As we are aware, the parties resumed talks in Washington and in the region in October thanks to the mediation and assistance of the two sponsors of the peace process. The task of narrowing the differences separating the two sides is, however, demanding and laborious. However, the Security Council is hopeful that the parties will be in a position to restore the trust and mutual confidence vital to moving ahead in accordance with the agreements already reached.

Permit me to state clearly that the members of the Security Council are fully aware of the obstacles impeding the steady progress of the peace negotiations. That is why it calls upon the Israelis and the Palestinians to proceed with perseverance, flexibility and mutual understanding in their quest for reconciliation. The Council appreciates the constructive contribution of the international community to the overall efforts aimed at helping the parties to overcome the difficulties of the current phase.

As the Palestinian people are going through a difficult period of transition, they need a great deal of assistance in many aspects of their day-to-day life. In this regard, the Council warmly welcomes and would like further to encourage the multifaceted assistance extended to the Palestinian people by the international donor community. We also appreciate the continued assistance provided by the organizations, agencies and programmes of the United Nations system.

In conclusion, allow me to assure the Committee, on behalf of all members of the Security Council, that, guided by its responsibilities under the Charter, the Council will remain committed to the goal of attaining a comprehensive, just and lasting peace in the Middle East for the benefit of all parties concerned, including the Palestinian people. This is particularly crucial today, as much has yet to be done in order to bring peace, stability and prosperity to the Middle East region.

The Chairman (interpretation from French): I give the floor to His Excellency Mr Nasser Al-Kidwa, Permanent Observer of Palestine, who will read out a message from His Excellency Mr. Yasser Arafat, President of the Palestinian National Authority.

Mr. Al-Kidwa (Palestine) (interpretation from Arabic): I have the honour to read out the statement of His Excellency President Yasser Arafat, President of the State of Palestine, Chairman of the Executive Committee of the Palestine Liberation Organization (PLO) and President of the Palestinian National Authority, on the occasion of the annual observance of the International Day of Solidarity with the Palestinian People 29 November 1997 and addressed to this important and solemn meeting.

"First, I have the pleasure and the honour to convey to the members of the Committee on the Exercise of the Inalienable Rights of the Palestinian People the most sincere gratitude and deepest appreciation for their dedicated and constructive efforts in commemorating the International Day of Solidarity with the Palestinian People. This event is marked each year as an expression of the continuing support of the international community and of its firm and principled commitment to the just and legitimate struggle of the Palestinian people to end the Israeli occupation of its land and its holy places and to resume the exercise of its inalienable national rights.

**Information shown**
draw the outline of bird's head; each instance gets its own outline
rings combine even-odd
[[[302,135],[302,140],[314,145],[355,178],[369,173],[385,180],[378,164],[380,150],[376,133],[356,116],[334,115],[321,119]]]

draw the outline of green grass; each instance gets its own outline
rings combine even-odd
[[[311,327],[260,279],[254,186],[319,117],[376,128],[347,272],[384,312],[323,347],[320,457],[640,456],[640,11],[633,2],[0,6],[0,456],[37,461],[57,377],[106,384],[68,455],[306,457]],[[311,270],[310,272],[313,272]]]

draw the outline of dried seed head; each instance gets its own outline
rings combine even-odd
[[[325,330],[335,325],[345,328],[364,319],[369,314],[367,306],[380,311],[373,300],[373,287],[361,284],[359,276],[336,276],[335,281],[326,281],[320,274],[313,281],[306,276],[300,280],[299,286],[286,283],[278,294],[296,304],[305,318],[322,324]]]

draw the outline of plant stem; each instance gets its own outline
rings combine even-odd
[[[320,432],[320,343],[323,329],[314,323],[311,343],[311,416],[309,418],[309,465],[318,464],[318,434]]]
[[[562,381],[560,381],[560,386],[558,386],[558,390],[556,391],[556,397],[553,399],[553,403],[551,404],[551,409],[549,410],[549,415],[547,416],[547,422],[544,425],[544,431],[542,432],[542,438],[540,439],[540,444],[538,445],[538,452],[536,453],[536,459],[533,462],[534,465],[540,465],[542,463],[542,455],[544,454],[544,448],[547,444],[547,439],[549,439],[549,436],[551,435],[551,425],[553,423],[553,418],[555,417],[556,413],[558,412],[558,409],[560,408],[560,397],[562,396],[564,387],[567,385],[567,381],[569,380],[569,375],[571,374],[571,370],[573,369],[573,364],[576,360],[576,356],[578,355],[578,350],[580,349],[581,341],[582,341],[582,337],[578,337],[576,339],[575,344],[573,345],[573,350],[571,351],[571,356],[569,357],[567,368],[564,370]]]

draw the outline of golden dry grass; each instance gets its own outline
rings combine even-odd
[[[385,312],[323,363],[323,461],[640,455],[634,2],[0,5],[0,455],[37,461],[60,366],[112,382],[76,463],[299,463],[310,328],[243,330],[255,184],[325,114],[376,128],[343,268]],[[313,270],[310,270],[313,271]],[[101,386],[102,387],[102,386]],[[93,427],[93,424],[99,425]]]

**Task instructions**
• a. Write out the rows unchanged, from the row containing "draw the outline of plant" down to the last row, with both ends included.
• b. Extend the speeches on Palestinian solidarity, picking up right after their final sentence.
The speeches on Palestinian solidarity and the rows come from unrelated sources.

**Answers to the problems**
• a.
draw the outline of plant stem; each instance gets its own outline
rings combine even-odd
[[[320,432],[320,343],[323,329],[314,323],[311,343],[311,416],[309,418],[309,465],[318,464],[318,434]]]
[[[562,381],[560,381],[560,386],[558,386],[558,390],[556,391],[556,397],[553,399],[553,403],[551,404],[551,409],[549,410],[549,415],[547,416],[547,422],[544,425],[544,431],[542,432],[542,438],[540,439],[540,444],[538,445],[538,452],[536,453],[536,459],[533,462],[534,465],[540,465],[542,463],[542,455],[544,454],[544,448],[547,444],[547,439],[549,439],[549,436],[551,435],[551,425],[553,423],[553,418],[555,417],[556,413],[558,412],[558,409],[560,408],[560,397],[562,396],[564,387],[567,385],[567,381],[569,380],[569,375],[571,374],[571,370],[573,369],[573,364],[576,360],[576,356],[578,355],[578,350],[580,349],[581,341],[582,341],[582,337],[578,337],[576,339],[575,344],[573,345],[573,350],[571,351],[571,356],[569,357],[567,368],[564,370]]]

draw the outline of golden dry grass; each instance gets its own outline
rings combine even-odd
[[[385,312],[323,363],[323,461],[640,455],[634,2],[0,5],[0,455],[37,461],[60,366],[112,382],[76,463],[299,463],[310,328],[243,330],[255,184],[325,114],[376,128],[343,268]],[[313,270],[310,270],[313,271]],[[101,386],[102,387],[102,386]],[[93,427],[93,424],[99,425]]]

• b.
"It also gives me pleasure on this important Day to convey, on behalf of the Palestinian people and on my own behalf, our warmest greetings to Mr. Kofi Annan, Secretary-General of the United Nations, together with our respect and appreciation for the dedicated efforts he is making to ensure the implementation of the resolutions of international legitimacy that ensure for the Palestinian people its right to self-determination and to the establishment of its independent state. I am also happy to convey our deep gratitude and appreciation to all friendly States and peoples and to all the freedom-, peace- and democracy-loving forces that believe in the just cause of the Palestinian people and in their just and legitimate struggle to be free and independent, like all the other peoples of the earth, in accordance with the Charter of the United Nations, the relevant United Nations resolutions, the principles of international law, the Universal Declaration of Human Rights and the highest human values and principles.

"This commemoration of the International Day of Solidarity is truly a cause for pride and appreciation for the Palestinian people and for its leadership. In the difficult and delicate circumstances we are experiencing, that leadership looks with great hope and confidence for a redoubling of your worthy efforts, for your more active solidarity and for the continuation of your firm support for the legitimate aspirations of the Palestinian people. That people has suffered much, and it is continuing to endure injustice, oppression and Israel's continued occupation of its land and holy places and its arbitrary and unjust practices, which in reality constitute a flagrant violation of all the relevant international instruments, covenants and resolutions.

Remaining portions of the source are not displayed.